(Location labeling records)
■ ■ ■ ■

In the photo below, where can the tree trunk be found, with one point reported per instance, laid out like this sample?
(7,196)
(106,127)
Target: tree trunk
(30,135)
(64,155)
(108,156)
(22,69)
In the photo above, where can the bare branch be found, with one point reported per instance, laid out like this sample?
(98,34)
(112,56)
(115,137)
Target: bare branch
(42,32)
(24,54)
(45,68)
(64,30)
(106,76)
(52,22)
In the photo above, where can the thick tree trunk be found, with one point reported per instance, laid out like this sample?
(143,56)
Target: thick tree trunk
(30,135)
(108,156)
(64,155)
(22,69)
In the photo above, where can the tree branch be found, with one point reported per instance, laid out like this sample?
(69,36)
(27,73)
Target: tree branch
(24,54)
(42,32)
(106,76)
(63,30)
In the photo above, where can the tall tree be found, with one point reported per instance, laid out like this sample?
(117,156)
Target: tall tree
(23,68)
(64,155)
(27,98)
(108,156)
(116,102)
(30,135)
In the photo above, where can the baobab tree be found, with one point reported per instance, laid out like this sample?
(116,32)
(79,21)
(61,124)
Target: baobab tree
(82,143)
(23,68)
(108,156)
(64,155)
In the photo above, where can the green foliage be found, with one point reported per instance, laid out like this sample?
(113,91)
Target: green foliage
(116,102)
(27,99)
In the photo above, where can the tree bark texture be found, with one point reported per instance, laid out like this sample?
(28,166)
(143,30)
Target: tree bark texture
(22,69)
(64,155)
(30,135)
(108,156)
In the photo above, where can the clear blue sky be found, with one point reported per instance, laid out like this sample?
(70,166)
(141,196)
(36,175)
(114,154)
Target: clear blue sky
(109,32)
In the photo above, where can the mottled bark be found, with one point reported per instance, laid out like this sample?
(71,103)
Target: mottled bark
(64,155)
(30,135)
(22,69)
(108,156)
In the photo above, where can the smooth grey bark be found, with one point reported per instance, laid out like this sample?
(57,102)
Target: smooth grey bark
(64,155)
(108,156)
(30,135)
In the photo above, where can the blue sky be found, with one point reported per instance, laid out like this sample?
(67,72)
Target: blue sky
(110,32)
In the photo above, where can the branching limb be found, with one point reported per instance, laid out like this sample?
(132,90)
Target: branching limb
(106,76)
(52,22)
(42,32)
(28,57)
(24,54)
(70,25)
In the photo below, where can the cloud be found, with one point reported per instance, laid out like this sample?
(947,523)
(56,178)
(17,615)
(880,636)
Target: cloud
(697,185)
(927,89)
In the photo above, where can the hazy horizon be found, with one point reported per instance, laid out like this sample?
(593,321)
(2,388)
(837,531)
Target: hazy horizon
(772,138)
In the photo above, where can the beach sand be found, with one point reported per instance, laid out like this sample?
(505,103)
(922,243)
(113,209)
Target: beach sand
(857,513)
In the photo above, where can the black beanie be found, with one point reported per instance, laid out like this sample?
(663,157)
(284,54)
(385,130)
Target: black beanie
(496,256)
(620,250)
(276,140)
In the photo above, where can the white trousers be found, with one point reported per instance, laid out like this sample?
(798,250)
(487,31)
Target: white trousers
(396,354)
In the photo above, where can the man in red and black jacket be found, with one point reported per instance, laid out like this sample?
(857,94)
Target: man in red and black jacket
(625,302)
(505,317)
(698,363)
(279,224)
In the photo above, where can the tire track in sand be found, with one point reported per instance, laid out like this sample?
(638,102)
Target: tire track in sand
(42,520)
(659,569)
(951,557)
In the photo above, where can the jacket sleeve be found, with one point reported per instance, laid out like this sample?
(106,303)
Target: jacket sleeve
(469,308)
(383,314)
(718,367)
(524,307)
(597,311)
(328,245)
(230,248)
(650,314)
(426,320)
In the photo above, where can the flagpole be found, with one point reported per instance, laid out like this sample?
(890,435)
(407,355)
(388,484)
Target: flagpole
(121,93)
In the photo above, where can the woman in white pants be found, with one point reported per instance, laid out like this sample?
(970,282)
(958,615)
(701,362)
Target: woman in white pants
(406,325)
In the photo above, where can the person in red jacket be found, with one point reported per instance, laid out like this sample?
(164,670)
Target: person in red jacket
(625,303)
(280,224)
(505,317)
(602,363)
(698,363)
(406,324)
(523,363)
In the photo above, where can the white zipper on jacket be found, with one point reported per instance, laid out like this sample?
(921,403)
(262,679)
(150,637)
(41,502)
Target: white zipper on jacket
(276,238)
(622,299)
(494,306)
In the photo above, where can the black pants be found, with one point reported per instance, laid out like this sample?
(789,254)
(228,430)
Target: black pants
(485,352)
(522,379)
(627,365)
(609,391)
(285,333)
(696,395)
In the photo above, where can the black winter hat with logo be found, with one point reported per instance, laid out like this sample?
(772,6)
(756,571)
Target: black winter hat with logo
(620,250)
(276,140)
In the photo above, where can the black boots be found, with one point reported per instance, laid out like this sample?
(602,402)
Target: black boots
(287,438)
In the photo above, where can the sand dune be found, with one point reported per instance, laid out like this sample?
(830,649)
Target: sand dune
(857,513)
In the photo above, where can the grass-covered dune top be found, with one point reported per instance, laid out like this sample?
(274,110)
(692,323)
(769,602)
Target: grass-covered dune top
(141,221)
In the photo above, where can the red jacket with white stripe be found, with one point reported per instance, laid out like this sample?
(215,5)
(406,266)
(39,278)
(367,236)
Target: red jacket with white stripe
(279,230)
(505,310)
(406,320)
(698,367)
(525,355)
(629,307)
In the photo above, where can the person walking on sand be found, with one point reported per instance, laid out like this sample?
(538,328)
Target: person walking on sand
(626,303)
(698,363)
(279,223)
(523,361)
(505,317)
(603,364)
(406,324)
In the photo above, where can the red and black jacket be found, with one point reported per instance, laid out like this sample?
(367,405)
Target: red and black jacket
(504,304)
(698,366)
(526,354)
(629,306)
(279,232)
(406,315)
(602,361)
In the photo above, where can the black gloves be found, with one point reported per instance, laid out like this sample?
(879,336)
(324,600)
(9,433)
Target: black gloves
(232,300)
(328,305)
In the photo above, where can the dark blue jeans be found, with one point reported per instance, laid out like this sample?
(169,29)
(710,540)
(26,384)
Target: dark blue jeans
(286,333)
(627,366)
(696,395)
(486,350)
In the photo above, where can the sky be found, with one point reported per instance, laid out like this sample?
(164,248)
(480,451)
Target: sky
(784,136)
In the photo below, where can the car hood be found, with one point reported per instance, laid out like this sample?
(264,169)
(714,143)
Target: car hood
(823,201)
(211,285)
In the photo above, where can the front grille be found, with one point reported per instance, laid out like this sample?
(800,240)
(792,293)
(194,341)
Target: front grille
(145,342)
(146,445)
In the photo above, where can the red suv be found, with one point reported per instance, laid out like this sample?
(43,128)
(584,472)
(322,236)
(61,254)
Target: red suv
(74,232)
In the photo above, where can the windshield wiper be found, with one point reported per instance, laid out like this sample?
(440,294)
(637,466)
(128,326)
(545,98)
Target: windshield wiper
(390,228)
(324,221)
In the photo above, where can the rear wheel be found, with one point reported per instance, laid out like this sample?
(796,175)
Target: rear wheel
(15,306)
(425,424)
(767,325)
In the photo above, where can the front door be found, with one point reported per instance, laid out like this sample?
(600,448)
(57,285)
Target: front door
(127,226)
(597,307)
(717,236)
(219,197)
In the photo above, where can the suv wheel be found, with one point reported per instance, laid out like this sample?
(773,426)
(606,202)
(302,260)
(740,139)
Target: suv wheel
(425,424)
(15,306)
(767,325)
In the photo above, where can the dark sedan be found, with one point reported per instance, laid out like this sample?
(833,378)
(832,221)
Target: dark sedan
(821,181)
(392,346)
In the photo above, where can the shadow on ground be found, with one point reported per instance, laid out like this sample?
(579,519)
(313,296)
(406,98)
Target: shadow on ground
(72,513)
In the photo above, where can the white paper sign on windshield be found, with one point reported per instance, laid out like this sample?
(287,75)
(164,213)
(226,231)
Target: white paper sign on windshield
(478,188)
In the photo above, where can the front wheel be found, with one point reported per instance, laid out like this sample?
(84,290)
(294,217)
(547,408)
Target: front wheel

■ ■ ■ ■

GIVEN INSTRUCTION:
Give back the lines above exactly, from the one with "In the photo above, where can the dark sedan" through the last line.

SOLUTION FOR THIS PROBLEM:
In the photo above, where can the dark sedan be found, with one point reported per instance, laid out like this sample?
(833,378)
(832,221)
Target: dark sedan
(821,181)
(392,346)
In the photo above, where can the shadow on ground be found, with one point reported per instance, laid out like this sample?
(579,519)
(313,296)
(406,98)
Target: shadow on ground
(72,513)
In the photo above, where can the white paper sign on windshield be found, with one point reported per instance, laid out like this sample?
(287,75)
(164,213)
(226,231)
Target: white paper sign on windshield
(478,188)
In the photo above, where can the front wheel be found, with one point reported per instance, laid out like this sample?
(84,290)
(294,217)
(547,408)
Target: front wheel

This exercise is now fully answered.